▸ **Task prompt**: Copy out the essay on James Mill's reputation below in full, word for word.
# Start of Text shown
James Mill’s reputation has fallen on hard times. Few will mark the 250th anniversary of the distinguished historian and colonial administrator’s birth by laying bouquets on his grave. Those who have studied him are more likely to show up today at St Mary Abbots in Kensington with brickbats instead.
Some would say he had it coming. The doyen of India’s nationalist historians, R.C. Majumdar, has said that Mill “suffered from a strong dose of racial prejudice and ignorance about ancient Hindu culture”. Likewise, for the Stanford historian Priya Satia, Mill was little more than a propagandist for empire, an apologist for “Britain’s civilising mission”. To be sure, there is plenty in Mill’s triple-decker History of British India to support this view. “The Hindu,” Mill writes, “like the eunuch, excels in the qualities of a slave.” In the Muslim, he discerned “the same insincerity, mendacity, and perfidy”. India was a “rude” and “backward” society.
But to carp about a clutch of infelicitous phrases is to miss the wood for the trees. The charge of racist imperialism, of course, isn’t easily resisted in our time. Understanding the thought-world of the 19th century, however, requires more than a mindless aggregation of poorly-aged gaffes. Reflexive cries of “Orientalism” will not do. The truth is that Mill was a radical egalitarian ahead of his time.
If the History took the form of a scathing sermon, it was only because its author was a sour man. His impatience with Indian tradition must be taken as a proxy for his frustration with British tradition. Railing against the caste system was a way of railing against the class system. Born in Angus in 1773 to a shoemaker and smallholder, Mill had a keen awareness of status. His mother had married down. Mill’s benefactress, who put him through Edinburgh University, that centre of the Scottish Enlightenment, reminded him of his station when he fell in love with her daughter, whom he was tutoring. Wilhelmina Stuart was hurriedly married off to the seventh baronet of Pitsligo, very much against her will. In her dying breath, apparently, she would call out Mill’s name, and he would name his daughter Wilhelmina.
# End of Text shown
# Start of Records
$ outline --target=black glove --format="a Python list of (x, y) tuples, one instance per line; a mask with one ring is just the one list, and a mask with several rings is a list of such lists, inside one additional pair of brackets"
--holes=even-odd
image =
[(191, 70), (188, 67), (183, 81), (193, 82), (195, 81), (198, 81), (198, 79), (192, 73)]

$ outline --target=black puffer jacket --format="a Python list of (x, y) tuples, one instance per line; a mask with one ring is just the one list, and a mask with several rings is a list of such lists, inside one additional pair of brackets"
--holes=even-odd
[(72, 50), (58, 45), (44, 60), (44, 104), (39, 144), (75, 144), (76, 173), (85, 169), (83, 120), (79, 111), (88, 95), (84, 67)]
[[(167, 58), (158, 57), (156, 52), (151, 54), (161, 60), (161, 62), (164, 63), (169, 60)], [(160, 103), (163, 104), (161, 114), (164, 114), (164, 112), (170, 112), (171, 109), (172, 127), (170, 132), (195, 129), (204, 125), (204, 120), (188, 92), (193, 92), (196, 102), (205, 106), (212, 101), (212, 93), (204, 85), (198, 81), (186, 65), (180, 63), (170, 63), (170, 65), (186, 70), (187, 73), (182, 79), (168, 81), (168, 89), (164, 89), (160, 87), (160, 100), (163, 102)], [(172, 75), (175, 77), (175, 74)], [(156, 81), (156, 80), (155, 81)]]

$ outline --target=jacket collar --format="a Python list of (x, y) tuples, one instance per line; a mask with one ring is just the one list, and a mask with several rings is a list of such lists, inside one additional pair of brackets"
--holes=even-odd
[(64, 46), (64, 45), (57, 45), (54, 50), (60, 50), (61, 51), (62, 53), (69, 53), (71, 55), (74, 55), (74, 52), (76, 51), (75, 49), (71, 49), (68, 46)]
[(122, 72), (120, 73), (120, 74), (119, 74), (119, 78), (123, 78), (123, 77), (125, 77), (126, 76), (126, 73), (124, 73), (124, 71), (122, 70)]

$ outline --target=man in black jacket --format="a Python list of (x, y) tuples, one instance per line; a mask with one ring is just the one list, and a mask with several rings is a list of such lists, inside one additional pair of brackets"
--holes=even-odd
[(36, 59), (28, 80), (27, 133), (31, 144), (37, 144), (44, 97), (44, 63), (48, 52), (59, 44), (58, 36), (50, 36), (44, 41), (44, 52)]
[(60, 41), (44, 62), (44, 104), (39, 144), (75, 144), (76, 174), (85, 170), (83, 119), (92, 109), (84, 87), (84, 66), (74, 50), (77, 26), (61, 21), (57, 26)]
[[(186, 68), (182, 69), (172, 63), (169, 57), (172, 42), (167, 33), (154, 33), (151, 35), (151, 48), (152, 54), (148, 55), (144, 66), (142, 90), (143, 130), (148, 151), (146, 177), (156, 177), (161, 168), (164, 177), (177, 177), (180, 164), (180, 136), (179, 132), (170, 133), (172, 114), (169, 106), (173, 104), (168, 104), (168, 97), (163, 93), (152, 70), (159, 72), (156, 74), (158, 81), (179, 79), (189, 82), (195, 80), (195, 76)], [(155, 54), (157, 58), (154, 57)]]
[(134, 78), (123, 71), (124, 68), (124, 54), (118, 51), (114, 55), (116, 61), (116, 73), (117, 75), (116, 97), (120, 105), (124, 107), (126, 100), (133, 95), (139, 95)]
# End of Records
▸ **Solution to the problem**:
James Mill’s reputation has fallen on hard times. Few will mark the 250th anniversary of the distinguished historian and colonial administrator’s birth by laying bouquets on his grave. Those who have studied him are more likely to show up today at St Mary Abbots in Kensington with brickbats instead.
Some would say he had it coming. The doyen of India’s nationalist historians, R.C. Majumdar, has said that Mill “suffered from a strong dose of racial prejudice and ignorance about ancient Hindu culture”. Likewise, for the Stanford historian Priya Satia, Mill was little more than a propagandist for empire, an apologist for “Britain’s civilising mission”. To be sure, there is plenty in Mill’s triple-decker History of British India to support this view. “The Hindu,” Mill writes, “like the eunuch, excels in the qualities of a slave.” In the Muslim, he discerned “the same insincerity, mendacity, and perfidy”. India was a “rude” and “backward” society.
But to carp about a clutch of infelicitous phrases is to miss the wood for the trees. The charge of racist imperialism, of course, isn’t easily resisted in our time. Understanding the thought-world of the 19th century, however, requires more than a mindless aggregation of poorly-aged gaffes. Reflexive cries of “Orientalism” will not do. The truth is that Mill was a radical egalitarian ahead of his time.
If the History took the form of a scathing sermon, it was only because its author was a sour man. His impatience with Indian tradition must be taken as a proxy for his frustration with British tradition. Railing against the caste system was a way of railing against the class system. Born in Angus in 1773 to a shoemaker and smallholder, Mill had a keen awareness of status. His mother had married down. Mill’s benefactress, who put him through Edinburgh University, that centre of the Scottish Enlightenment, reminded him of his station when he fell in love with her daughter, whom he was tutoring. Wilhelmina Stuart was hurriedly married off to the seventh baronet of Pitsligo, very much against her will. In her dying breath, apparently, she would call out Mill’s name, and he would name his daughter Wilhelmina.